The problem: Check every line of the material for the word "container". Copy those that have it.

Study material:
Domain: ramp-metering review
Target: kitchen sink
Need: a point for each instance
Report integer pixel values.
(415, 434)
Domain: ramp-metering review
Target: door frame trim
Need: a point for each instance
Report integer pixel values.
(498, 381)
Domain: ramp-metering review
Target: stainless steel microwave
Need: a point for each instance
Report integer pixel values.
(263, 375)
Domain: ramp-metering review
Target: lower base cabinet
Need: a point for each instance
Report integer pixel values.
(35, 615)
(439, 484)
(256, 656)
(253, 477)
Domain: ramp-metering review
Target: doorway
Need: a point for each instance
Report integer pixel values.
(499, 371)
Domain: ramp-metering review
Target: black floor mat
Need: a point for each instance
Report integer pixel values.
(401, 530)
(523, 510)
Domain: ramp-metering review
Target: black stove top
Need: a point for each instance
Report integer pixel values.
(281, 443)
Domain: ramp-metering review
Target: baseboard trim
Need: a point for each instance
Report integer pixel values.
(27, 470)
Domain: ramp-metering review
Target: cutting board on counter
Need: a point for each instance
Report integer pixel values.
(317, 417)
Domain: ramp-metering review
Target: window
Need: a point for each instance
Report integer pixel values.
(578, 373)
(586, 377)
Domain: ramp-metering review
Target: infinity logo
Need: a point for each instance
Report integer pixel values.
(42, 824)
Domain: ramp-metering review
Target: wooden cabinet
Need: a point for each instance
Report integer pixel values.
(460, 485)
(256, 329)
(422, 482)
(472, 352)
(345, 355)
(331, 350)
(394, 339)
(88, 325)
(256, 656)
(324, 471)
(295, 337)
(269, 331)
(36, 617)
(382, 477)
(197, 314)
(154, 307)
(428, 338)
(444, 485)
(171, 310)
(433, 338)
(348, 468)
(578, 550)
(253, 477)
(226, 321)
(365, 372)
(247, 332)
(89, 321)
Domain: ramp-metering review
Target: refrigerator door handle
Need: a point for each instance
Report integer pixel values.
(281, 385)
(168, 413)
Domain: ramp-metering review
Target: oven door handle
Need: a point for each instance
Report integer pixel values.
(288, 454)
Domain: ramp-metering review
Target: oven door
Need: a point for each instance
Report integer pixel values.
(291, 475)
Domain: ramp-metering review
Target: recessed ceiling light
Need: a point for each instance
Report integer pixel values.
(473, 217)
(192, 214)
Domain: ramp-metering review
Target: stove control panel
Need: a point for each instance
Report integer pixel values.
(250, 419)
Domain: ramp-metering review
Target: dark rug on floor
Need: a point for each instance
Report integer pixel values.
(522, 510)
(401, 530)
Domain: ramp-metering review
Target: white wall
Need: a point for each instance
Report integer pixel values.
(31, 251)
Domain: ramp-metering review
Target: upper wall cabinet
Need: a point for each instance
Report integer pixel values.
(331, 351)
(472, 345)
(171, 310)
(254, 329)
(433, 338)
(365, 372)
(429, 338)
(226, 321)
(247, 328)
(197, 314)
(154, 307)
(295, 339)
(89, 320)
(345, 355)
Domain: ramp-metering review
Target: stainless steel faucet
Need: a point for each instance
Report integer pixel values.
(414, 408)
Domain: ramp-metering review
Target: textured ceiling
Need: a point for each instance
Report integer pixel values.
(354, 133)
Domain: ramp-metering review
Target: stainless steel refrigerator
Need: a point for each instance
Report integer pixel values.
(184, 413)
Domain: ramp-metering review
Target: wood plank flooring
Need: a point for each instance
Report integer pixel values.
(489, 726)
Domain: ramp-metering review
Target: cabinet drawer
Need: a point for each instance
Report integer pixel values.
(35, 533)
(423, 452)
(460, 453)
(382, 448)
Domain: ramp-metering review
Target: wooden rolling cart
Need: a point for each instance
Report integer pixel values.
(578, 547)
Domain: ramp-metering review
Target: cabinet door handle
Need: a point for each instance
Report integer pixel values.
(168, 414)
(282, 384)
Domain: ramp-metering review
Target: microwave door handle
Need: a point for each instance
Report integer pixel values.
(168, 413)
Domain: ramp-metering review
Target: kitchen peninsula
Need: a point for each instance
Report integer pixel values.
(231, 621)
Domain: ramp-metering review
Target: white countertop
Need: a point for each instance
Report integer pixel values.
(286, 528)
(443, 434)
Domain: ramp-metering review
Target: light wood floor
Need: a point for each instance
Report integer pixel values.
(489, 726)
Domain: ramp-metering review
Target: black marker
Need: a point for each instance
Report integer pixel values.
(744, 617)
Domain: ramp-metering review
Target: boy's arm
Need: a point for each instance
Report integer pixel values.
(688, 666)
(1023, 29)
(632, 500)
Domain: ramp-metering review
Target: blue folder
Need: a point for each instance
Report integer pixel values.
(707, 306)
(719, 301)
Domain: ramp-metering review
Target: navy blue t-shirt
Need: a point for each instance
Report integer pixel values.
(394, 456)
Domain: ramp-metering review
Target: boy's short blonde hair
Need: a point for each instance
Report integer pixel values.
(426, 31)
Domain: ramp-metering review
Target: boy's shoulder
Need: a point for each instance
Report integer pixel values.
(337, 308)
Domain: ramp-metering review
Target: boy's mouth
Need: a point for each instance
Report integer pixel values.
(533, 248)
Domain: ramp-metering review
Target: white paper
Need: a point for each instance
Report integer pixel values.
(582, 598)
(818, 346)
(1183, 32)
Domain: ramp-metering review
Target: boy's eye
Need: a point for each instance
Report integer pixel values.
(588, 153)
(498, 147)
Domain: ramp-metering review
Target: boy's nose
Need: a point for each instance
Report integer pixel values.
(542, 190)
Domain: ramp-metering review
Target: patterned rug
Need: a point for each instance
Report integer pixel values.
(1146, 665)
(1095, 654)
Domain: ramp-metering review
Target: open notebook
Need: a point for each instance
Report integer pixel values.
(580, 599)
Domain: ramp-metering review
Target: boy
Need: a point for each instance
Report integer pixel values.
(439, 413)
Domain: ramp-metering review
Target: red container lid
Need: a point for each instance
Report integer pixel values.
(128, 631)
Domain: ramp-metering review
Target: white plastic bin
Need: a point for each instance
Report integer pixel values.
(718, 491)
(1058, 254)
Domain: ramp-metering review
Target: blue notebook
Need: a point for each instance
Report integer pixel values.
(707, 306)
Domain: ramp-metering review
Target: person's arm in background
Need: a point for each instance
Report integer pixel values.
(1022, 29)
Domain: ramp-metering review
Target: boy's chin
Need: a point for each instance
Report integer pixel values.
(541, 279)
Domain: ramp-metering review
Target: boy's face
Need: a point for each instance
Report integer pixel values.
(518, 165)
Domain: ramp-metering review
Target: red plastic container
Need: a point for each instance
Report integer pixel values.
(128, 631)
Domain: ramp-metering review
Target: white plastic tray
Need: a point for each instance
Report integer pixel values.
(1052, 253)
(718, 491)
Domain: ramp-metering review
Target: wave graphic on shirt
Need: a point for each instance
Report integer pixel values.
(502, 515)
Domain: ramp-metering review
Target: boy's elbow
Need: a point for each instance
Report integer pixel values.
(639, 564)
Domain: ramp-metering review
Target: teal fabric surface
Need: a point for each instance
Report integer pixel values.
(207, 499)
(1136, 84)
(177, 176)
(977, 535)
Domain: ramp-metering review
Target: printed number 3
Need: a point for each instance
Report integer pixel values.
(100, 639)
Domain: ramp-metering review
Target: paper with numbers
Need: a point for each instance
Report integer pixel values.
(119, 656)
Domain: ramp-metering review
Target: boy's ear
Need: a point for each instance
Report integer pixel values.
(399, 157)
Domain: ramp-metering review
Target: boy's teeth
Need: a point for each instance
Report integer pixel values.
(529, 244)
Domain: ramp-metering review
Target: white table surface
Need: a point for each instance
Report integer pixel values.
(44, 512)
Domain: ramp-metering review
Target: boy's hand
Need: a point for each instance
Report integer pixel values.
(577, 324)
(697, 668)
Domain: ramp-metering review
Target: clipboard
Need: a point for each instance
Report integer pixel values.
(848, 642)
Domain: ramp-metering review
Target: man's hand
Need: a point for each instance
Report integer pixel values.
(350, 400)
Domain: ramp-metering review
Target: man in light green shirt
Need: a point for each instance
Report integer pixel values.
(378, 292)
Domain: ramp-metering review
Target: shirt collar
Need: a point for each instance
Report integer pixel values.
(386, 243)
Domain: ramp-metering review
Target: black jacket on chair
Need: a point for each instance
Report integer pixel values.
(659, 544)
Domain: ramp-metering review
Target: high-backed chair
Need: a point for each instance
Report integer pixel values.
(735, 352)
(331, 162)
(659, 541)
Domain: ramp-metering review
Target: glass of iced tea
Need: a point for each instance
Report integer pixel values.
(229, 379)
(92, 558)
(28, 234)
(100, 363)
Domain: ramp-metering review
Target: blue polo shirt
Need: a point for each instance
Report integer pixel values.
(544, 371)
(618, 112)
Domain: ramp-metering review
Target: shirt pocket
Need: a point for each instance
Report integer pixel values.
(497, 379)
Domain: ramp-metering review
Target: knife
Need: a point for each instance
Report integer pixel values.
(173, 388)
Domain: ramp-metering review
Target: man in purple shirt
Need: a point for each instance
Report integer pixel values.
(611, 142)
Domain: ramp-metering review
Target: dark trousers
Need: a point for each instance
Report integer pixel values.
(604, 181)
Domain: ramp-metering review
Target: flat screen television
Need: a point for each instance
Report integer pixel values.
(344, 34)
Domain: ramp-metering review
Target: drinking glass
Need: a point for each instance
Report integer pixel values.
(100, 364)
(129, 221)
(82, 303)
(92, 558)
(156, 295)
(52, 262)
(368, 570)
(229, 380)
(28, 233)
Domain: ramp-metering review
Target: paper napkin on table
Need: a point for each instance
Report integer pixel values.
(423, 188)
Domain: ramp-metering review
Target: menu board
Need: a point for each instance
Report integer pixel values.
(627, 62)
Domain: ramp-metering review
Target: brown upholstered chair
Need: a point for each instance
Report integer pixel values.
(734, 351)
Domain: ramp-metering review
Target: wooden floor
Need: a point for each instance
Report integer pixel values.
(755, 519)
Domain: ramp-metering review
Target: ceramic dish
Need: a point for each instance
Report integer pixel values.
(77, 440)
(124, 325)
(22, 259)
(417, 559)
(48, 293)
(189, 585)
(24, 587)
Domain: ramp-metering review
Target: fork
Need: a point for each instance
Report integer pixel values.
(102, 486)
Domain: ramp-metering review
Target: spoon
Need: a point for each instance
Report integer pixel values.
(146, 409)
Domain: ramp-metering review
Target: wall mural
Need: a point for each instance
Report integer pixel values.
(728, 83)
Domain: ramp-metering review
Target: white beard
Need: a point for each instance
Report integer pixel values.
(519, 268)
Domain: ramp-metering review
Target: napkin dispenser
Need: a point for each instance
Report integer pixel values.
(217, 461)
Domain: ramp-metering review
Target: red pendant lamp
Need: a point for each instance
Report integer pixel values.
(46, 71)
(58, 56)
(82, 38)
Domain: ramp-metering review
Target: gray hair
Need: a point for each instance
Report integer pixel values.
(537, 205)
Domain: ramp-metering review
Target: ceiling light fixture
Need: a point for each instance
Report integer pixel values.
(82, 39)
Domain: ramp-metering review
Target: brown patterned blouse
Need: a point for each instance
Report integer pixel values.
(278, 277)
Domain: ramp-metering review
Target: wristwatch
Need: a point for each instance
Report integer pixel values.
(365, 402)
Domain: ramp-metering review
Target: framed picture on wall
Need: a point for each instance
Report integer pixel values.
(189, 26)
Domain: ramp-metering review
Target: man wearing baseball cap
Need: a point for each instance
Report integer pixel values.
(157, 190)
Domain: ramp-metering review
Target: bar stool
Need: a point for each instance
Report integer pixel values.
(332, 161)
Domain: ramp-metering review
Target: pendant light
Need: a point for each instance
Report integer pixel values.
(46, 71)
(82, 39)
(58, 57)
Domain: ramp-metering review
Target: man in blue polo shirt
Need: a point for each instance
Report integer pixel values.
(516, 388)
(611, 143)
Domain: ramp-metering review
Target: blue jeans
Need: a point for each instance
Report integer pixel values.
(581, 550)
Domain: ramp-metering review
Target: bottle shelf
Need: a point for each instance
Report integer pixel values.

Problem solution:
Target: red container lid
Target: red plastic container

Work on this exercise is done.